Stored data entries:
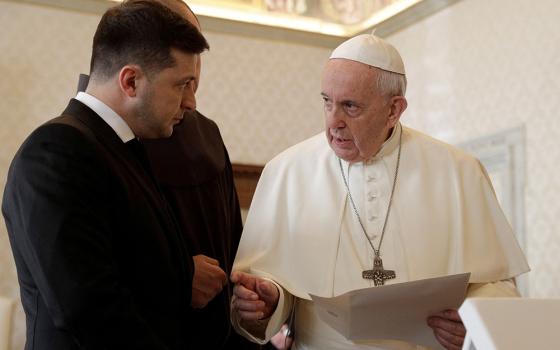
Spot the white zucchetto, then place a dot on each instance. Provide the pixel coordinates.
(371, 50)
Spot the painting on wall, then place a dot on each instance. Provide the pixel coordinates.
(342, 18)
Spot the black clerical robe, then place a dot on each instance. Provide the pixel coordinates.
(195, 173)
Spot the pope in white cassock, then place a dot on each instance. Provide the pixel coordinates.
(334, 214)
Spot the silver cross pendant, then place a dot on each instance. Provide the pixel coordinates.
(378, 274)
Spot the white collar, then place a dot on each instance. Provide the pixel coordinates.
(115, 121)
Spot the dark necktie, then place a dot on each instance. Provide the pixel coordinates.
(140, 153)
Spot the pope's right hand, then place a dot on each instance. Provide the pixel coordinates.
(255, 298)
(208, 280)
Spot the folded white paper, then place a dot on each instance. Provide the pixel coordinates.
(395, 311)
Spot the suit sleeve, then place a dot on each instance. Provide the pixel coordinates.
(56, 203)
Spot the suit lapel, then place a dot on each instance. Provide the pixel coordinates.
(93, 125)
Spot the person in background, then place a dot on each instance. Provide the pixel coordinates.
(195, 173)
(100, 259)
(372, 203)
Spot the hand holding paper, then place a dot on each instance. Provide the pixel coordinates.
(396, 311)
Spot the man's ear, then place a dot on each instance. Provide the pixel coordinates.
(398, 105)
(129, 77)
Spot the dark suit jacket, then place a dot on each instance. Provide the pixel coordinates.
(195, 173)
(100, 261)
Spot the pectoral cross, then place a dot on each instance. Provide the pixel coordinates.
(378, 274)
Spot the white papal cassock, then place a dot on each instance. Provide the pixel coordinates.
(301, 231)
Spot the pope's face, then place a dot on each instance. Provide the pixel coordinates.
(357, 118)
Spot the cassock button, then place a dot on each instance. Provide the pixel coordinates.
(372, 195)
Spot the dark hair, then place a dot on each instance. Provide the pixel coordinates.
(141, 32)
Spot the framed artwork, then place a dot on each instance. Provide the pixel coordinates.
(320, 22)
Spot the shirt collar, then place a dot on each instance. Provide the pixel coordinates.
(115, 121)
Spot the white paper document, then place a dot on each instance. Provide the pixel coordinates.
(395, 311)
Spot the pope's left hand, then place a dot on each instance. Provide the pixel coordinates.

About this task:
The required output is each line above restated verbatim, with all images omitted.

Written response:
Spot the white zucchetto, then place a dot on each instance. Provide the pixel coordinates.
(371, 50)
Spot the painting on wall, then place a dot on each instance. Provide the pixel coordinates.
(342, 18)
Spot the black clerical robe, then place a dot on each instance. Provide the pixel coordinates.
(195, 173)
Spot the pope in white cassock, then place a dot on each instance. Provide the pixel coordinates.
(334, 214)
Spot the silver cross pendant, then place a dot on each instance. Provide the pixel coordinates.
(378, 274)
Spot the white collar, then place a dot on each instance. Provide the pixel coordinates.
(115, 121)
Spot the dark necktie, then place a dot on each instance. Provide the pixel coordinates.
(140, 153)
Spot the pope's right hand, then place a dot on each instance. Provide the pixel coordinates.
(255, 298)
(208, 280)
Spot the folded white paper, then place a dot on each instance. Provide the pixel coordinates.
(395, 311)
Spot the suit sleeve, then place a dot on each instance. Provide the pixel coordinates.
(56, 203)
Spot the suit lapel, then place a dot on each instance. Provide the pixel coordinates.
(93, 125)
Spot the person in background, then place a dot on each instance. Provide the pixel coordinates.
(195, 173)
(100, 259)
(372, 203)
Spot the hand holding paper, then place a dot on each instance. Provide the pixel coordinates.
(396, 311)
Spot the man's ear, then place a dot on each instance. Provide the pixel coordinates.
(398, 105)
(129, 77)
Spot the dark suit jacket, then place a dot on each instance. Provide the pixel coordinates.
(195, 173)
(100, 261)
Spot the pectoral cross, then place a dot on each instance. Provide the pixel coordinates.
(378, 274)
Spot the white papal cassock, then place a dot on each instance. Provide the pixel coordinates.
(301, 231)
Spot the pope's face, then place a dot on each instance. Provide the pixel coordinates.
(357, 118)
Spot the cassock button, then place a dot on each instance. Provide the pixel coordinates.
(372, 195)
Spot the dark hair, then place a dot on each instance. Provide the pixel coordinates.
(141, 32)
Spot the framed artwork, then place a dot on each instance. Provide the pixel coordinates.
(320, 22)
Spot the shirt collar, then place a dot on each instance. Provide the pixel coordinates.
(115, 121)
Spot the white paper document, then place a dot on each instance. Provide the pixel coordinates.
(395, 311)
Spot the pope's left hand, then place a dot on each instance. Provide the pixel coordinates.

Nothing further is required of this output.